Start ARTICLE

I have an offshore experience of 4 years and 11 months of experience ( I know, I won't be getting any points for experience after ACS deducts 2 years ) so I'm just short one month of experience to make it 3.

So my total experience would be around 2Y 11M - offshore AND 3 months onshore
Am I still fulfilling the victorias requirement of 3 years of experience?

My total points would be like 55 + 5 (SS) + 5 partner points ~ 60 or 65 total 


I heard there are very fewer chances for Software Tester in VIC. Is it same even if we have a job offer? 

Can I directly apply for 190, without an EOI and without being waiting to VIC to picked me as I'm holding a job offer? 

what is the process would be like? 

After lodging a Victorian visa nomination application directly, Do I need to rely on my points? 

Sorry about the long read, Much appreciate your reply

TIA


----------



## meghaKhanna (Mar 19, 2018)

*EOI for Software Tester*

Can Software Tester (261314) apply for NSW, I heard only Victoria is the option?

My husband has filled his EOI last week for Vic under 261314 with 70 points.
Do we have other options? Do we stand a chance of getting state nominated for Software tester?
Now we are trying to get my ACS and PTE done, so that we can add 5 points to his EOI.

Thanks.


----------



## Raka_SoftwareTester (Oct 22, 2018)

Did you got any info from any other source ?


----------



## Maggo1234 (Sep 20, 2018)

This is going to be frustrating for me. I have 4 year and 9 months of experience including 1 year 7 months of Victoria experience. ACS deducted 4 years of my experience due non-cs Bachelor degree. I was still eligible till they raised points to 65 with (55+5). Further removed Streamlined process for VIC on 10th Sept. I tried PTE couple of times for 79 each but couldn't make it. Next is I will have 65(60+5) in March but don't know if they are going to amend rules further. Its been very frustrating till now. If anyone gets VIC invitation for 241314 after eoi date 10 sept please update. Just wanted to get view around it.

End ARTICLE
Start GIVEN RECORDS

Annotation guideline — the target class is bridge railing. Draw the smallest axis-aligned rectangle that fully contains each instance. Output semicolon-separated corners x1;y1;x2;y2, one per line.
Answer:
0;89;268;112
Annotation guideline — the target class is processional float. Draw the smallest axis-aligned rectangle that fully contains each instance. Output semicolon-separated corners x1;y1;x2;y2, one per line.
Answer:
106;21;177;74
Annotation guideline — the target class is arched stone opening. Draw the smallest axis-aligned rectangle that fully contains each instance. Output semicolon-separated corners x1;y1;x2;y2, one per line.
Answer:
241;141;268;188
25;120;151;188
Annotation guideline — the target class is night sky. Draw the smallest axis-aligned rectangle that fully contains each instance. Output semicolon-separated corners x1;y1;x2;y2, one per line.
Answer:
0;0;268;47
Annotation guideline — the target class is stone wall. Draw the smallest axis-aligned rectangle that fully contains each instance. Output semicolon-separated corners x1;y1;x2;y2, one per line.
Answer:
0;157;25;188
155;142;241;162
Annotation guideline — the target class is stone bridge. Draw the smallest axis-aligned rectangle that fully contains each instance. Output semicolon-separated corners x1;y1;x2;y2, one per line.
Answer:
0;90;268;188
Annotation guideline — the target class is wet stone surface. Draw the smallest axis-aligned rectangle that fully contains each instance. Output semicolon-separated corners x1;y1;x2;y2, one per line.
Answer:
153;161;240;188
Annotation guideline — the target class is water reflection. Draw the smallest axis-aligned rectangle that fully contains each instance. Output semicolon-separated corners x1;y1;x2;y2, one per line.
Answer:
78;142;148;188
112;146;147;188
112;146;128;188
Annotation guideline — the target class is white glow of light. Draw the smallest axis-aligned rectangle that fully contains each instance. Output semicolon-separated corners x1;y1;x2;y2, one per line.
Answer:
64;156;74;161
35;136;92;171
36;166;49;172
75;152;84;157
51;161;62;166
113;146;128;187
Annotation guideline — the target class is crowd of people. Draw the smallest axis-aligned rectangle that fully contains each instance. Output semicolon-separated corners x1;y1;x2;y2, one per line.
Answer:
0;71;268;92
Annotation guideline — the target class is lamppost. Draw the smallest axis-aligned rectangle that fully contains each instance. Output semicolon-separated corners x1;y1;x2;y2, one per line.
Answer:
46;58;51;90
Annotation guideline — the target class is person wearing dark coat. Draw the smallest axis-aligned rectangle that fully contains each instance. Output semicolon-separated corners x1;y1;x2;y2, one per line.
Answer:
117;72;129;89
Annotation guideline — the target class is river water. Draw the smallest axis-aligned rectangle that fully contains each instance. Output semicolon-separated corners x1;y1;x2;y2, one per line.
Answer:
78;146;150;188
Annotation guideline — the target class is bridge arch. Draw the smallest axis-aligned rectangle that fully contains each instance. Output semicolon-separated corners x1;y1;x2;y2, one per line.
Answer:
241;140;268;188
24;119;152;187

End GIVEN RECORDS

◆ EXERCISES
• a. For the forum thread on Software Tester visas above the items, decide whether each statement agrees with it: (i) the first poster expects ACS to deduct 2 years of experience; (ii) meghaKhanna's husband filed his EOI for Vic with 65 points; (iii) Maggo1234 says ACS took off 4 years because of a non-CS bachelor's degree. Answer yes or no for each, quoting the words of the thread that decide it.
• b. Pick up the forum thread on Software Tester visas, found above the items, right after its final sentence and keep it going.

◆ RESULTS OF THE TASKS
• a.
(i) Yes: "I won't be getting any points for experience after ACS deducts 2 years"
(ii) No: "My husband has filled his EOI last week for Vic under 261314 with 70 points."
(iii) Yes: "ACS deducted 4 years of my experience due non-cs Bachelor degree."

• b.
Sent from my SM-G955F using Tapatalk


----------



## darshanvadera (Dec 5, 2018)

Hi guys,

If some one can please help me here -
EOI filed on 4th September 2018.
Without state sponsorship my score is 75 points and with state nomination it will be 80
My profile is 261314 as software tester.

Questions - 
What are the chances of getting pre-invite ? 
Has any one received anything under this code in past few months ? 

Please please please advise.


----------



## Maggo1234 (Sep 20, 2018)

Hi All,

I have positive assessment for Software tester. Can i get reassessed as Software Engineer? I am not sure but someone told me it may lead to more questions from co and refusal rates are high in case of multiple assessments. My job is mostly manual testing and running automation regression created by automation testers. 

Thanks 

Sent from my SM-G955F using Tapatalk


----------



## NewApplicant05 (Dec 18, 2018)

Sanjiv1985 said:


> Hi All,
> 
> 
> I am planning to apply for 190 with ANZSCO: *261314 *Software Tester
> ...


Did you receive the nomination from Victoria?


----------



## hisulabh (Aug 9, 2015)

*Invitation chances for Anzsco 261314 with 70 points*

Is there any movement in the states of VIC or NSW w.r.t. Anzsco - 261314 - Software Tester? Can an invite be expected with 70 points from these 2 states? When was the last invitation round held?


----------



## Maggo1234 (Sep 20, 2018)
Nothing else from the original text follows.